- _PAGE TEXT_
--- begin ---

Reduction
Standard way of eliminating objects you don't like.
Used by science: Molecules (chemistry) reduce to atoms reduce to subatomic particles.
The idea in science is often thought to be that the laws of each level follow from the laws of the level below, and so all there "really" is is collections of elementary particles governed by their laws.
Emergentists think that high-level laws are not reducible to low-level laws—there are new laws at higher levels.
Example: Economics—Gresham's law: bad money drives out good.
There is a further question of whether high-level things are "new": is there, in addition to chemistry a "life force," not found at lower levels that makes living things alive? Such theories are alive and well, even if that one isn't: consciousness.
No one thinks that there is "monetary value," an irreducible addition to money. Every piece of money is a physical object, nothing more. Money might nonetheless obey new laws.
In addition, money
supervenes on physics: every individual bit of behavior of money is describable in terms of physical laws. The slogan: there is no monetary difference without a physical difference.

--- end ---

- _ITEMS_
--- begin ---

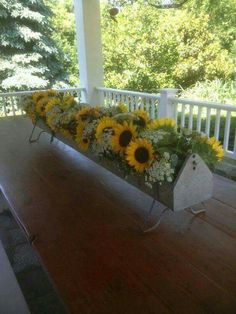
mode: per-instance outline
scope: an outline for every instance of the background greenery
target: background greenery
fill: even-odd
[[[52,39],[50,17],[43,0],[0,0],[0,90],[66,82],[63,52]]]
[[[65,82],[66,73],[69,73],[69,83],[79,84],[72,0],[45,0],[47,6],[43,5],[42,0],[17,2],[25,9],[29,8],[29,3],[37,3],[38,8],[34,4],[33,10],[39,14],[44,12],[47,21],[34,23],[38,24],[38,32],[42,33],[40,38],[47,36],[48,47],[54,51],[50,58],[54,56],[54,59],[43,56],[34,59],[35,68],[41,71],[37,76],[45,80],[45,84],[52,85],[56,77]],[[236,102],[235,0],[188,0],[183,6],[171,9],[154,7],[152,4],[160,4],[158,0],[115,2],[120,12],[112,19],[109,13],[112,4],[101,1],[105,86],[146,92],[158,92],[161,87],[177,87],[191,98]],[[6,1],[0,0],[0,6],[3,3]],[[4,19],[9,21],[9,15],[4,17],[4,13],[1,13],[0,24]],[[30,21],[28,25],[31,24]],[[20,34],[17,36],[22,37]],[[9,38],[9,42],[13,40]],[[33,39],[31,42],[34,42]],[[14,55],[16,50],[5,50],[6,57],[9,51]],[[9,64],[12,64],[12,60],[13,57]],[[46,70],[45,62],[47,68],[51,67],[53,71]],[[8,80],[6,76],[10,72],[4,72],[2,68],[1,86],[9,88],[4,79]],[[38,85],[35,84],[34,88]],[[14,84],[11,88],[14,89]]]

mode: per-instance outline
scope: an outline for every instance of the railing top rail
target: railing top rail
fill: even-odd
[[[229,104],[220,104],[215,102],[203,101],[203,100],[191,100],[187,98],[169,97],[169,99],[175,104],[194,105],[198,107],[207,107],[213,109],[222,109],[226,111],[236,111],[236,106]]]
[[[134,92],[134,91],[129,91],[129,90],[107,88],[107,87],[97,87],[97,90],[101,91],[101,92],[110,92],[110,93],[129,95],[129,96],[138,96],[138,97],[145,97],[145,98],[160,99],[159,94],[141,93],[141,92]]]
[[[31,95],[35,92],[44,92],[48,89],[41,89],[41,90],[30,90],[30,91],[19,91],[19,92],[7,92],[7,93],[0,93],[0,97],[11,97],[11,96],[22,96],[22,95]],[[69,87],[69,88],[54,88],[59,92],[73,92],[73,91],[84,91],[84,87]]]

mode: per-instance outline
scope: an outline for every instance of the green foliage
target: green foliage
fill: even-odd
[[[63,51],[60,62],[69,72],[71,85],[79,84],[79,66],[76,50],[76,25],[72,0],[47,0],[53,15],[51,24],[54,27],[52,38]]]
[[[235,0],[189,0],[188,10],[209,16],[209,26],[220,39],[224,48],[236,57],[236,1]]]
[[[47,88],[65,80],[50,39],[50,15],[43,0],[0,0],[0,90]]]
[[[221,80],[197,82],[193,87],[183,90],[181,96],[219,103],[236,104],[236,82],[222,82]]]
[[[117,23],[107,7],[102,11],[107,86],[156,92],[232,77],[233,61],[210,30],[207,15],[157,10],[141,2],[125,7]]]

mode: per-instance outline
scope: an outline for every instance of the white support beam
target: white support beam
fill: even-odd
[[[163,88],[160,90],[161,99],[158,108],[158,118],[175,118],[174,106],[169,97],[175,97],[178,89],[174,88]]]
[[[80,85],[86,88],[83,101],[103,105],[103,61],[100,22],[100,0],[74,0]]]

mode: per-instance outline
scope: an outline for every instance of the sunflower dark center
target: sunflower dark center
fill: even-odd
[[[139,116],[139,125],[142,128],[145,128],[145,126],[146,126],[146,120],[143,117],[140,117],[140,116]]]
[[[132,133],[129,130],[125,130],[120,134],[119,144],[121,147],[126,147],[129,145],[132,139]]]
[[[149,160],[149,152],[145,147],[139,147],[135,151],[135,159],[141,164]]]

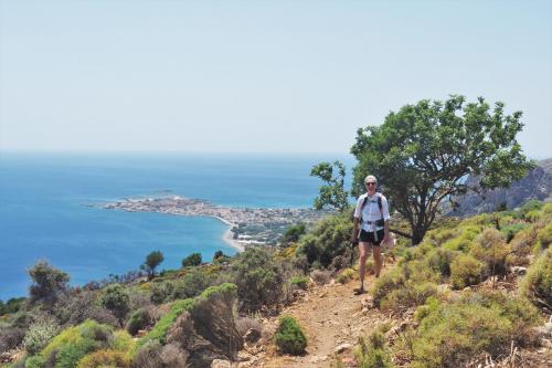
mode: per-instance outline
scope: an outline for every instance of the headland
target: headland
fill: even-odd
[[[129,212],[212,217],[230,227],[223,240],[238,251],[251,245],[275,245],[290,225],[299,222],[314,223],[331,213],[309,208],[231,208],[179,196],[125,199],[106,203],[104,208]]]

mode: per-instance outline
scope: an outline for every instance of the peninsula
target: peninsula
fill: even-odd
[[[247,245],[275,245],[290,225],[299,222],[314,223],[332,213],[308,208],[230,208],[179,196],[125,199],[106,203],[104,208],[129,212],[213,217],[231,227],[223,239],[238,250]]]

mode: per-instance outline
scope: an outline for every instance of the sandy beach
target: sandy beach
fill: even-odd
[[[219,220],[221,222],[224,222],[225,224],[229,225],[229,229],[222,235],[222,240],[224,240],[232,248],[234,248],[235,250],[237,250],[237,252],[245,251],[245,248],[242,244],[240,244],[240,242],[237,240],[234,239],[234,233],[232,232],[232,228],[236,227],[236,224],[234,224],[234,223],[232,223],[232,222],[230,222],[227,220],[224,220],[223,218],[219,218],[216,215],[213,215],[213,218],[215,218],[216,220]]]

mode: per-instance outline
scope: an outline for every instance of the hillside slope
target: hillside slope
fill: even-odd
[[[477,178],[469,178],[468,186],[475,186]],[[552,158],[537,162],[537,167],[523,179],[512,182],[510,188],[495,189],[478,194],[468,192],[458,198],[459,208],[453,215],[467,217],[496,211],[506,203],[508,209],[521,206],[530,199],[552,201]]]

--- end ---

- _EXERCISE DESCRIPTION_
Revise the stretch of the notes on reduction from "The idea in" through "one isn't: consciousness.", substituting "Anti-reductionists" for "Emergentists".

- _REPLY TO THE TASK_
The idea in science is often thought to be that the laws of each level follow from the laws of the level below, and so all there "really" is is collections of elementary particles governed by their laws.
Anti-reductionists think that high-level laws are not reducible to low-level laws—there are new laws at higher levels.
Example: Economics—Gresham's law: bad money drives out good.
There is a further question of whether high-level things are "new": is there, in addition to chemistry a "life force," not found at lower levels that makes living things alive? Such theories are alive and well, even if that one isn't: consciousness.